Directions for this task. Please retype every entry below, keeping it exactly the same.

Information provided.
•••

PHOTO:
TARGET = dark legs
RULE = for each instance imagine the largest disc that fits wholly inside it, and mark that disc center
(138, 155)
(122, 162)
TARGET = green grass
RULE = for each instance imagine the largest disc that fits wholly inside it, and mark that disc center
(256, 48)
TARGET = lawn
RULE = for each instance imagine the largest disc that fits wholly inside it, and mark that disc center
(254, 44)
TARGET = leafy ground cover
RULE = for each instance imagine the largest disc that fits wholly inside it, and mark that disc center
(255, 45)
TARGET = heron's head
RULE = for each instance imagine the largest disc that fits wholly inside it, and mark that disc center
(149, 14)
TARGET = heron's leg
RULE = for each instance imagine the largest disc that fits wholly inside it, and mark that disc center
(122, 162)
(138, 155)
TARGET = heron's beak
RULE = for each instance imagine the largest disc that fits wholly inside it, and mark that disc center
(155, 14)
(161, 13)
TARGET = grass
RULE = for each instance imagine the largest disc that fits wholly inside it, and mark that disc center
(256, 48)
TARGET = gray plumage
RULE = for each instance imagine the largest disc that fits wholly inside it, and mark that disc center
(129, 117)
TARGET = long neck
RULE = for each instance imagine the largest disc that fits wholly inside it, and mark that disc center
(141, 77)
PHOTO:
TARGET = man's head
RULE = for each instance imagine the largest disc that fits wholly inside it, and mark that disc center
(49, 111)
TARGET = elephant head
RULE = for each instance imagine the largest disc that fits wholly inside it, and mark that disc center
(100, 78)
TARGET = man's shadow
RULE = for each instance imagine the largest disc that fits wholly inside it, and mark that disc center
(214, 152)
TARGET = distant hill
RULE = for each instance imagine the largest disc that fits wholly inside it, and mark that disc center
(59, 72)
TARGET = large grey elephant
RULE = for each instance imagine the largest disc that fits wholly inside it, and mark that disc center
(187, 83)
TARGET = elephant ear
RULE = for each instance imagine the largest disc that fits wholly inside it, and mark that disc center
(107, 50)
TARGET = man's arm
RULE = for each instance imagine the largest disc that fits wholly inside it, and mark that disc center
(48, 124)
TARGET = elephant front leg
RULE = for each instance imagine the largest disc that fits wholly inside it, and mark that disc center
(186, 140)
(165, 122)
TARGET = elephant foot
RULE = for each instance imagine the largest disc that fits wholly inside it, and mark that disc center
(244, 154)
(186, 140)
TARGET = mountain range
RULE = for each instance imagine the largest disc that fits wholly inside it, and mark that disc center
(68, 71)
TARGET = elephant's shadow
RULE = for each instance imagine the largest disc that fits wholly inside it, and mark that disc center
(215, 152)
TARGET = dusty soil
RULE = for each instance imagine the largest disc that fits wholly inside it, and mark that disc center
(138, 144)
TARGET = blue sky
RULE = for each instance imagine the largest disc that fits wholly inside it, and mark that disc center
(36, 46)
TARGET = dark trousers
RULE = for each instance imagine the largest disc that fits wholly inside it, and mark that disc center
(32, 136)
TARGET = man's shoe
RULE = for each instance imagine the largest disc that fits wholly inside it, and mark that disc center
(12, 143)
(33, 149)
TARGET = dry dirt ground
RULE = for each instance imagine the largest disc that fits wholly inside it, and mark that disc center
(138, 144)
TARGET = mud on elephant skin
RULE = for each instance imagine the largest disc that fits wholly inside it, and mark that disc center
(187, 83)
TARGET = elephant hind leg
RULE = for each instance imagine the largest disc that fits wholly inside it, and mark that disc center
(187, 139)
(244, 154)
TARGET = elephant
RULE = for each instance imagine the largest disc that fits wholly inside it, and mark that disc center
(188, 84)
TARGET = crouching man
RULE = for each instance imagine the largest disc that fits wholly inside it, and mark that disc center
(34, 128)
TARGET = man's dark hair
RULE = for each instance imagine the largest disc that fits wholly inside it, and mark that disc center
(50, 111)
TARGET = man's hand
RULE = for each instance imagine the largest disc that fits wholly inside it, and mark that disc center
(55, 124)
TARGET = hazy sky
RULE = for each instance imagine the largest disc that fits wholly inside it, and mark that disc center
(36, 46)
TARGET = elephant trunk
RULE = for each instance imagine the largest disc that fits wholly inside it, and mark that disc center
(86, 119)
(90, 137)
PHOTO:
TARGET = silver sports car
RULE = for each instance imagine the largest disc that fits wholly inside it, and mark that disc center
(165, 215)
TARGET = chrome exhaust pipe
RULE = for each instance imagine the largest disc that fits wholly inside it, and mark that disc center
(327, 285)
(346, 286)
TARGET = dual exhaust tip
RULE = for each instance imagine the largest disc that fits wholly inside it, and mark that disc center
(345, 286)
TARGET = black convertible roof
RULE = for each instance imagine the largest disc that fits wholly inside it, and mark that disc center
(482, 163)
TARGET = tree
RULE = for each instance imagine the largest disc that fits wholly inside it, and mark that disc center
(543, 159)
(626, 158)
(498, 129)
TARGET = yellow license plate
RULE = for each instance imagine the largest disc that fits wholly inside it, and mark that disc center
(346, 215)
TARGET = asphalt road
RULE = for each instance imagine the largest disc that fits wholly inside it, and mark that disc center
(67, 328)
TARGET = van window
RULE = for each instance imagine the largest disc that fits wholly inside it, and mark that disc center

•••

Response area.
PHOTO:
TARGET = dark legs
RULE = for each instance imagine the largest disc that fits wholly inside it, and mark that disc center
(138, 155)
(122, 162)
TARGET = green grass
RULE = for each instance imagine the largest disc that fits wholly inside it, and mark that disc center
(256, 48)
TARGET = lawn
RULE = for each instance imagine the largest disc that fits wholly inside it, and mark that disc center
(254, 44)
TARGET = leafy ground cover
RULE = for each instance imagine the largest disc that fits wholly inside it, and mark that disc center
(255, 45)
TARGET = heron's head
RULE = for each instance imagine the largest disc that fits wholly inside it, and mark that disc center
(149, 14)
TARGET = heron's leg
RULE = for each instance imagine the largest disc that fits wholly inside it, and mark that disc center
(122, 162)
(138, 155)
TARGET = heron's beak
RULE = for each instance imagine the largest disc that fits wholly inside it, and mark that disc center
(155, 14)
(161, 13)
TARGET = grass
RULE = for each instance imagine the largest disc that fits wholly inside it, and mark that disc center
(256, 48)
TARGET = gray plumage
RULE = for each instance imagine the largest disc that fits wholly inside it, and mark that disc center
(129, 117)
TARGET = long neck
RULE = for each instance imagine the largest disc that fits wholly inside it, and mark that disc center
(141, 77)
PHOTO:
TARGET = man's head
RULE = for each instance imagine the largest disc that fits wholly inside it, and mark that disc center
(49, 111)
TARGET = elephant head
RULE = for each instance imagine the largest disc that fits wholly inside it, and mark that disc center
(100, 78)
TARGET = man's shadow
RULE = for each instance imagine the largest disc that fits wholly inside it, and mark that disc center
(214, 152)
TARGET = distant hill
RULE = for each instance imagine the largest disc that fits wholly inside it, and mark that disc center
(59, 72)
TARGET = large grey elephant
RULE = for each instance imagine the largest disc that fits wholly inside it, and mark that disc center
(187, 83)
TARGET = elephant ear
RULE = for each instance imagine the largest disc that fits wholly inside it, and mark that disc center
(107, 50)
TARGET = man's arm
RULE = for each instance imagine the largest disc that fits wholly inside it, and mark that disc center
(48, 124)
TARGET = elephant front leg
RULE = for each instance imagine the largest disc that fits wholly inside it, and mark that disc center
(186, 140)
(165, 122)
TARGET = elephant foot
RULE = for each instance imagine the largest disc that fits wholly inside it, and mark that disc center
(244, 154)
(186, 140)
TARGET = mountain range
RULE = for each instance imagine the largest disc that fits wholly inside it, and mark that disc center
(68, 71)
TARGET = elephant's shadow
RULE = for each instance imagine the largest disc that fits wholly inside it, and mark that disc center
(215, 152)
TARGET = dusty soil
RULE = for each instance imagine the largest disc that fits wholly inside it, and mark that disc center
(138, 144)
TARGET = blue sky
RULE = for each instance imagine the largest disc that fits wholly inside it, and mark that disc center
(36, 46)
TARGET = dark trousers
RULE = for each instance imagine the largest disc that fits wholly inside it, and mark that disc center
(32, 136)
TARGET = man's shoe
RULE = for each instance imagine the largest disc that fits wholly inside it, and mark that disc center
(12, 143)
(33, 149)
TARGET = dry dirt ground
RULE = for each instance imagine the largest disc that fits wholly inside it, and mark that disc center
(138, 144)
TARGET = mud on elephant skin
RULE = for each instance imagine the largest disc that fits wholly inside it, and mark that disc center
(187, 83)
TARGET = elephant hind leg
RULE = for each instance imagine the largest disc that fits wholly inside it, and mark that disc center
(187, 139)
(244, 154)
TARGET = elephant
RULE = for each instance imagine the largest disc that fits wholly inside it, and mark that disc center
(188, 84)
TARGET = crouching man
RULE = for each instance imagine the largest disc that fits wholly inside it, and mark that disc center
(34, 128)
TARGET = man's dark hair
RULE = for each instance imagine the largest disc that fits wholly inside it, and mark that disc center
(50, 111)
TARGET = man's hand
RULE = for each instance imagine the largest disc that fits wholly inside it, and mark that disc center
(55, 124)
TARGET = hazy sky
RULE = for each instance imagine the largest disc that fits wholly inside it, and mark that disc center
(36, 46)
TARGET = elephant trunk
RULE = for each instance imagine the largest disc that fits wholly inside it, and mark that disc center
(86, 119)
(90, 137)
PHOTO:
TARGET = silver sports car
RULE = for each instance imagine the largest disc that fits wholly inside it, and mark that disc center
(165, 215)
TARGET = chrome exhaust pipe
RULE = for each instance imagine the largest disc that fits wholly inside it, and mark that disc center
(327, 285)
(346, 286)
TARGET = dual exhaust tip
RULE = for each instance imagine the largest disc that fits wholly inside it, and mark that disc center
(345, 286)
TARGET = black convertible roof
RULE = for each instance imagine the largest disc that fits wholly inside it, and mark that disc center
(482, 163)
TARGET = tree
RULE = for each instance imagine the largest disc that fits wholly inside it, and mark that disc center
(543, 159)
(626, 158)
(498, 129)
TARGET = yellow license plate
RULE = for each instance imagine the largest disc that fits wholly inside it, and mark that disc center
(346, 215)
TARGET = asphalt road
RULE = for each instance imagine the largest disc that fits wholly inside it, and mark that disc center
(67, 328)
TARGET = van window
RULE = for each instance imagine the largest disc that fits wholly inside it, and mark that disc center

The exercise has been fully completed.